- _Fragmento seleccionado_:
16 diciembre 2007

Asas

Con los años, hay objetos que te acompañan aunque tú no quieras, mientras otros desaparecen por su cuenta. En estos años he ido deshaciéndome de muchos objetos, o se han esfumado sin dejar una nota. He vivido en siete lugares distintos, incluso durante un tiempo en un hotel. Tengo una bolsa desde entonces, y la bolsa me acompaña. La compré en una ciudad cuyas calles no tienen nombre. Estaba de saldo porque tenía un pequeño desperfecto. Por lo demás, estaba nueva. Me costó 24 dólares. Y diez años después la bolsa sigue igual, salvo por ese desperfecto. Es como la cicatriz de mi caída en bicicleta a los diez años: no molesta.

- _Consignas del ejercicio_:
a - Responde estas preguntas sobre el texto de la bolsa:
(i) ¿En cuántos lugares distintos ha vivido quien escribe?
(ii) ¿Cuánto costó la bolsa?
(iii) ¿A qué edad se cayó en bicicleta quien escribe?
b - Escribe cómo sigue el texto de la bolsa a partir de su última oración.
El listado que sigue procede de otra fuente.

- _Material proporcionado_:
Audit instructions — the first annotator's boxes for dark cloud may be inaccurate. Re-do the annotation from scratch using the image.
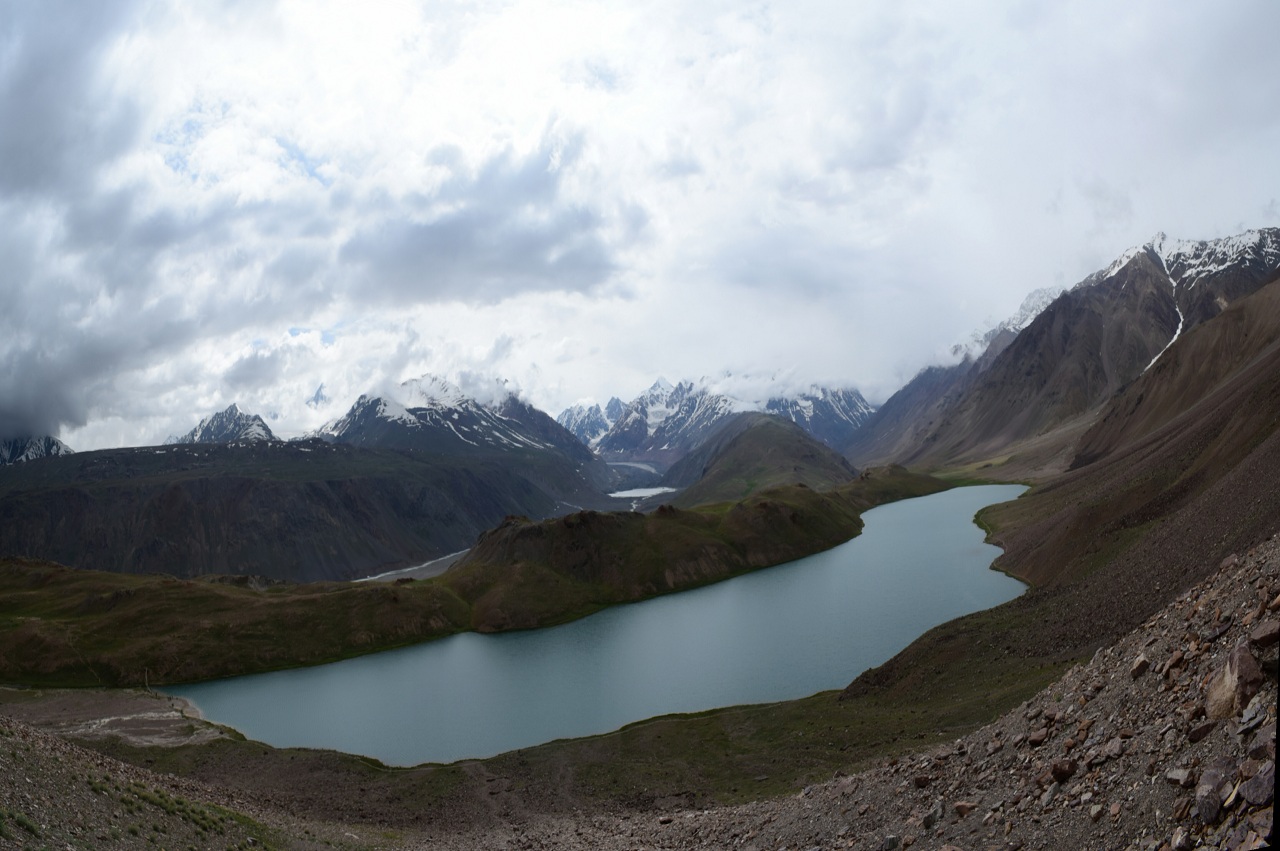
[339,133,614,303]
[0,0,137,195]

- _Resultados del ejercicio_:
a -
(i) En siete lugares distintos.
(ii) Costó 24 dólares.
(iii) A los diez años.

b -
Hoy, por un momento, me he quedado pensando en eso mientras la tomaba de nuevo para utilizarla. He revisado la bolsa y me ha parecido muy raro que esté igual. A ella, sin embargo, le habrá parecido muy raro que en ese tiempo mi vida haya cambiado tanto. Cuando he abierto su larga cremallera de lado a lado y he introducido mi equipaje, un reloj, un portátil, un libro..., me ha parecido que mi bolsa era feliz. Quizá porque la he vuelto a llenar de ropa y objetos ha pensado que después de diez años de llevarla por todas partes, bajo todas partes y dentro de todas partes, sigo con ella. Seguramente ha pensado más de una vez que algún día me desharía de ella, o la perdería, la olvidaría, la rellenaría de cosas inservibles y la almacenaría en cualquier trastero. Pero sus peores temores no habrán sido esos, sino ser robada, tironeada, descosida, regalada o reutilizada por alguien con menos escrúpulos que yo.

A ella siempre le han gustado las cosas sencillas, que la agarrara de las asas, que pasara mi brazo por dentro de ellas y la colgara en mi costado mientras camino hacia algún lugar que nunca fue para siempre.

Y hoy he vuelto a tomarla de las asas dejándome llevar por una extraña satisfacción. He salido a la calle con ella. Ambos sabemos que dentro está muy seguramente todo lo que necesito.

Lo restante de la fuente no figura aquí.